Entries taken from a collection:
◆ ◆ ◆ ◆ ◆ ◆ ◆
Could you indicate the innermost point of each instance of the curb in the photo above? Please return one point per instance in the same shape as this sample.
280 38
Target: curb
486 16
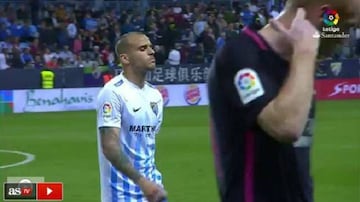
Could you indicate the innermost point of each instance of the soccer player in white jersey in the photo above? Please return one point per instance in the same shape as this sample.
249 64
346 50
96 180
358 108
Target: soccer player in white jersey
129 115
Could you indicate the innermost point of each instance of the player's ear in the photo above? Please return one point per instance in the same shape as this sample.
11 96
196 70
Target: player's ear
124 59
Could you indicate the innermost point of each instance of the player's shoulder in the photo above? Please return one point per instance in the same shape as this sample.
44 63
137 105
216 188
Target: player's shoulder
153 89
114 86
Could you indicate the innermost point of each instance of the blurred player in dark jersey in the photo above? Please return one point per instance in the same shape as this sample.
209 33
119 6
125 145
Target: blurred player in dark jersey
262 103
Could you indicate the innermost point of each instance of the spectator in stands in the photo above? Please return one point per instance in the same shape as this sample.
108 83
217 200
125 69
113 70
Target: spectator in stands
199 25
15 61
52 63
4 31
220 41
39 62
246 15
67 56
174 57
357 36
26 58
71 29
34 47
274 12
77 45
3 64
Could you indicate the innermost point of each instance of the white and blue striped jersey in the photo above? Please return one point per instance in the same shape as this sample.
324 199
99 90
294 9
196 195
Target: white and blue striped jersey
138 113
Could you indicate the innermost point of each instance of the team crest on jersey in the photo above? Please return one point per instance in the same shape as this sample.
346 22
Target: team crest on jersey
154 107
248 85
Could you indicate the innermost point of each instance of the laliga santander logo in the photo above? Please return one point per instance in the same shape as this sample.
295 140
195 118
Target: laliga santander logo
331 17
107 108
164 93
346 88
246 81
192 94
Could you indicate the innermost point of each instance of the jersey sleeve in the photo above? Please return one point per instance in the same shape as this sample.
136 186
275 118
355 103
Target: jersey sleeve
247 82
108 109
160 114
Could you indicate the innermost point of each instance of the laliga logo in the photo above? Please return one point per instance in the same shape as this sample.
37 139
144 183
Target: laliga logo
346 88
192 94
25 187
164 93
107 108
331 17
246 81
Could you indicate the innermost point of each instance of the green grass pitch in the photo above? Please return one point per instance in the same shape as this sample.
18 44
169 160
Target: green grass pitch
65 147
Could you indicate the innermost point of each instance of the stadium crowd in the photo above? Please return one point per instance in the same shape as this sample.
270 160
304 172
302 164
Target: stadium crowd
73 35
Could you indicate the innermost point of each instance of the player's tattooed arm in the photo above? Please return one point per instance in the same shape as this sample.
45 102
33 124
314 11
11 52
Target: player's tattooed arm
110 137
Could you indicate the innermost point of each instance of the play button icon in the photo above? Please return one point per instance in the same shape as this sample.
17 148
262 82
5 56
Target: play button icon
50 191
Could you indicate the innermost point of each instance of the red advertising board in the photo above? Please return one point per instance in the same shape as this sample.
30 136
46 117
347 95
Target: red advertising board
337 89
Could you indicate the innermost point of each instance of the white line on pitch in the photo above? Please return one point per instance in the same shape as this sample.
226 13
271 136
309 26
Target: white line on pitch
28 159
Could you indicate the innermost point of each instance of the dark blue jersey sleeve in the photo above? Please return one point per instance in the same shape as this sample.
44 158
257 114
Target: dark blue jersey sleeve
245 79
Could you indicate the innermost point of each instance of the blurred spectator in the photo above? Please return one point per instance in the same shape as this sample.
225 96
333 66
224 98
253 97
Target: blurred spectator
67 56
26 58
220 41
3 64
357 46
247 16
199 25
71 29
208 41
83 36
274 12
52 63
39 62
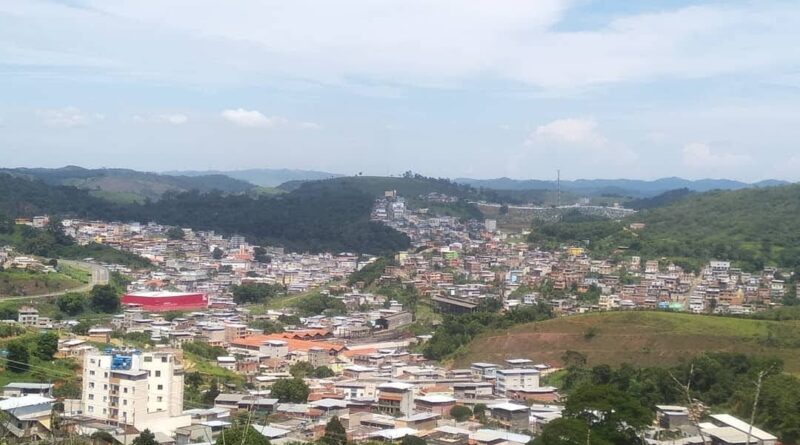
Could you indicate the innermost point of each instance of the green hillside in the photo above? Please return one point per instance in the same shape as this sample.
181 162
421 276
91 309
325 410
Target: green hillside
◆ ◆ ◆ ◆ ◆ ◆ ◆
Pull out all lines from the entries above that include the word "hillside".

#### ANSWER SPACE
Could you indicate the innermost point of each instance of the green hillside in the photo above? Please return one point per instance in the same shape as this sample.
Target: green hillside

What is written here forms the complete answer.